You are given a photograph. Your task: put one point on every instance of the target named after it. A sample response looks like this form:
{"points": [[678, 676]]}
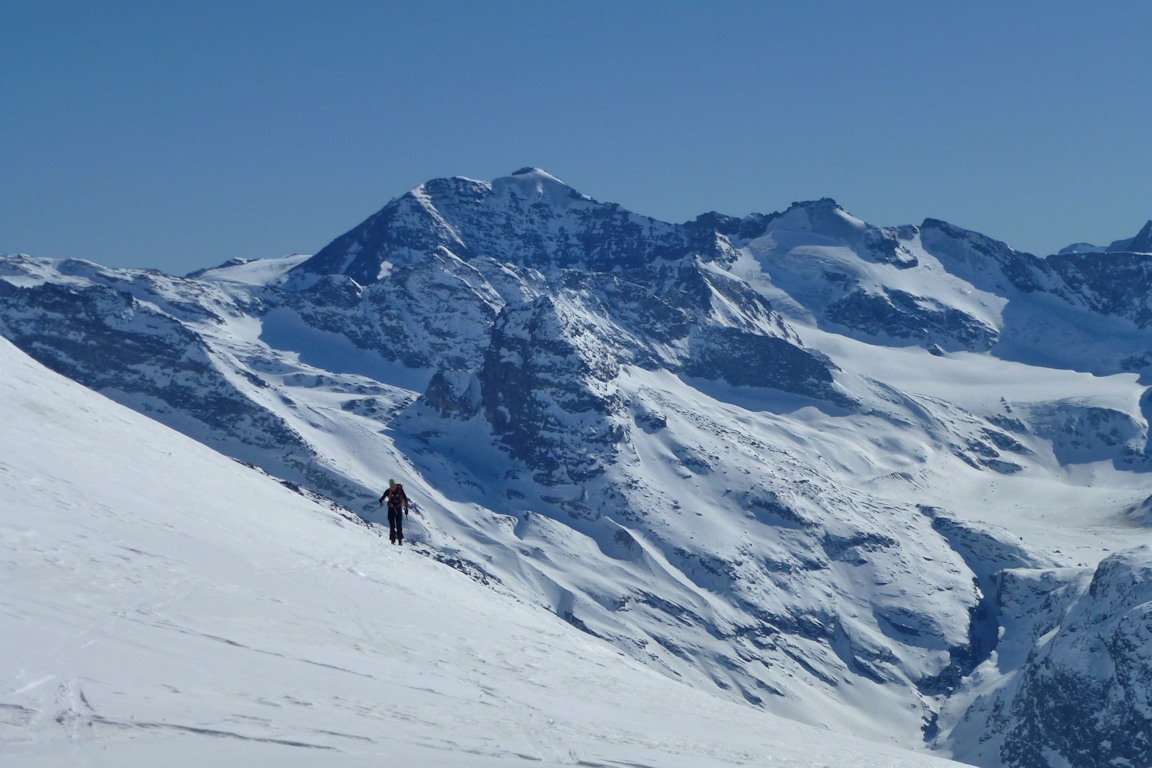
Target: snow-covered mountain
{"points": [[164, 605], [866, 478]]}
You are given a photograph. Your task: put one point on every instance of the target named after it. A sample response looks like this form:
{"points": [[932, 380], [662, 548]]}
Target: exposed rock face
{"points": [[575, 378], [1081, 697]]}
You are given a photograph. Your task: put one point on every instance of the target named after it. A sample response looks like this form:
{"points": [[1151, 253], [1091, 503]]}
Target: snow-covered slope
{"points": [[789, 458], [164, 605]]}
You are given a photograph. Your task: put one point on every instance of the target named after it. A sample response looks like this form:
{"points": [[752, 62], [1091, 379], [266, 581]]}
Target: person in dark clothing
{"points": [[398, 508]]}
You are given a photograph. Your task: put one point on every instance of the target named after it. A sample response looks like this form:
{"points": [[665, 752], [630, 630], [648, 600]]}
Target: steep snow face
{"points": [[879, 284], [176, 608], [529, 219], [1085, 636], [786, 458]]}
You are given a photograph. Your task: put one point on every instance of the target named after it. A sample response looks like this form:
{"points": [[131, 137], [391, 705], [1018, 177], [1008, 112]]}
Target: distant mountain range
{"points": [[888, 480]]}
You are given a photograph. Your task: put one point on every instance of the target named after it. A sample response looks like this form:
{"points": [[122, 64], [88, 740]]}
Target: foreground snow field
{"points": [[164, 605]]}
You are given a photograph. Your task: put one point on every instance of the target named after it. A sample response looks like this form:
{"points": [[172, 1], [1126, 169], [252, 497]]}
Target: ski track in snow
{"points": [[175, 607]]}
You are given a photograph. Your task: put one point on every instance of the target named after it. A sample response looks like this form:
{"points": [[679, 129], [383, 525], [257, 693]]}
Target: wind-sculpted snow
{"points": [[811, 465]]}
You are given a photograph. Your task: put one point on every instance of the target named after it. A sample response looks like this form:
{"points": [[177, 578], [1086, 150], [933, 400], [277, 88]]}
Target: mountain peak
{"points": [[532, 182]]}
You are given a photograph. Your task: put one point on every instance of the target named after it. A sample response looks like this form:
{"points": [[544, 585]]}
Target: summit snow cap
{"points": [[531, 182]]}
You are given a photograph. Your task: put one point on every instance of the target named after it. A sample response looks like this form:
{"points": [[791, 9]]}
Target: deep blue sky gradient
{"points": [[177, 135]]}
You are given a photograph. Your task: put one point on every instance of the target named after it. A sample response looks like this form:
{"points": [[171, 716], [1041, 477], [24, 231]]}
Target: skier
{"points": [[398, 508]]}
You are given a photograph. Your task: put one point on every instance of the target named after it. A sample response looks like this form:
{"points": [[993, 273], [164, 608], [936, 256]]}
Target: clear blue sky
{"points": [[177, 135]]}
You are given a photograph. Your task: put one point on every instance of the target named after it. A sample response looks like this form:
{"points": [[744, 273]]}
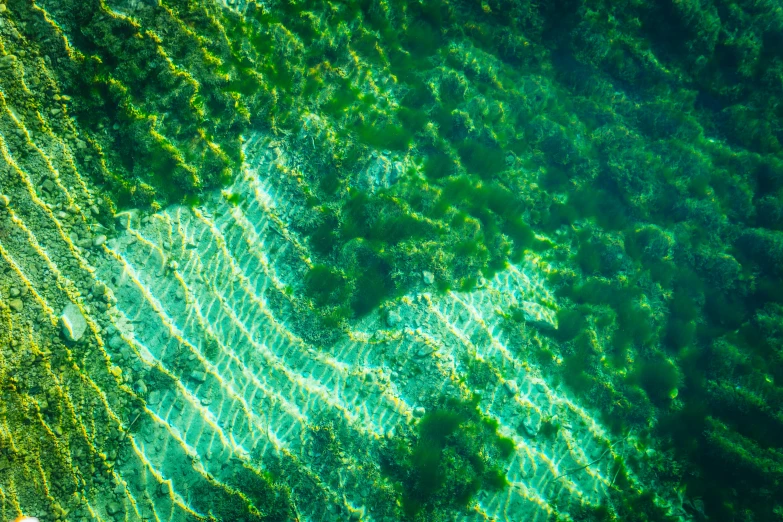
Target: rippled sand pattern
{"points": [[190, 383]]}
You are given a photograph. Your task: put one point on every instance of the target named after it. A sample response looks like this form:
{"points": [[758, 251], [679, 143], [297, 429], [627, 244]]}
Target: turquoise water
{"points": [[391, 260]]}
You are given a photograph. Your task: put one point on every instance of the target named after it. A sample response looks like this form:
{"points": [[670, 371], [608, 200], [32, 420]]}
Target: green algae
{"points": [[455, 453], [652, 175]]}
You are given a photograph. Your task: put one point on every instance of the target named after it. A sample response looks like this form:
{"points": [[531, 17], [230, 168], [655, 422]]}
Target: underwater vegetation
{"points": [[454, 453], [634, 146]]}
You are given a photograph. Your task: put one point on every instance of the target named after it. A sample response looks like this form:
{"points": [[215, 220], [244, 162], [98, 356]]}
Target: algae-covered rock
{"points": [[72, 322]]}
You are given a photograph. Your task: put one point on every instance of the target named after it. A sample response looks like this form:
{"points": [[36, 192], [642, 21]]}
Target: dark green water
{"points": [[632, 148]]}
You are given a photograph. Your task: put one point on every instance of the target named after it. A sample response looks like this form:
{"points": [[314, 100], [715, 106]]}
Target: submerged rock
{"points": [[73, 322]]}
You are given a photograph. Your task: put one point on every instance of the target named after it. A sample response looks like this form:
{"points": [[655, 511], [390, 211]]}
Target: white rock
{"points": [[73, 322]]}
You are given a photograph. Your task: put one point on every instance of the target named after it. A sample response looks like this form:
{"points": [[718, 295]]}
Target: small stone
{"points": [[532, 425], [393, 318], [115, 342], [73, 323]]}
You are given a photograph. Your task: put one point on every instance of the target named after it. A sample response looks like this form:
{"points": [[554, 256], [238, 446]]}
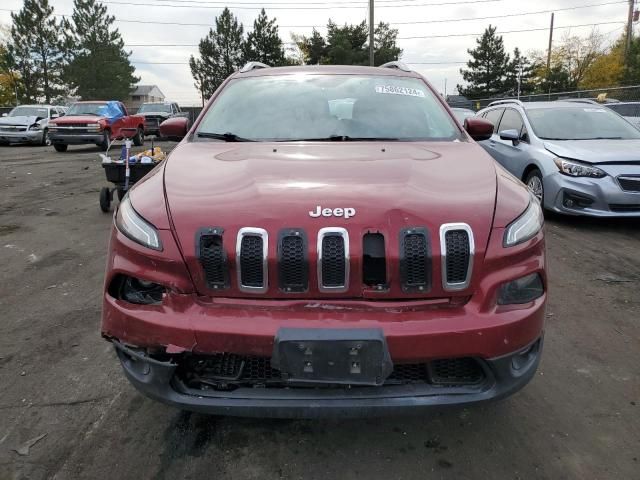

SET PROBLEM:
From the entries above, pull out each line that contains the word "blue", matching case exactly.

SOLUTION TO THIS EXERCISE:
Target: deep blue sky gradient
Target: clear blue sky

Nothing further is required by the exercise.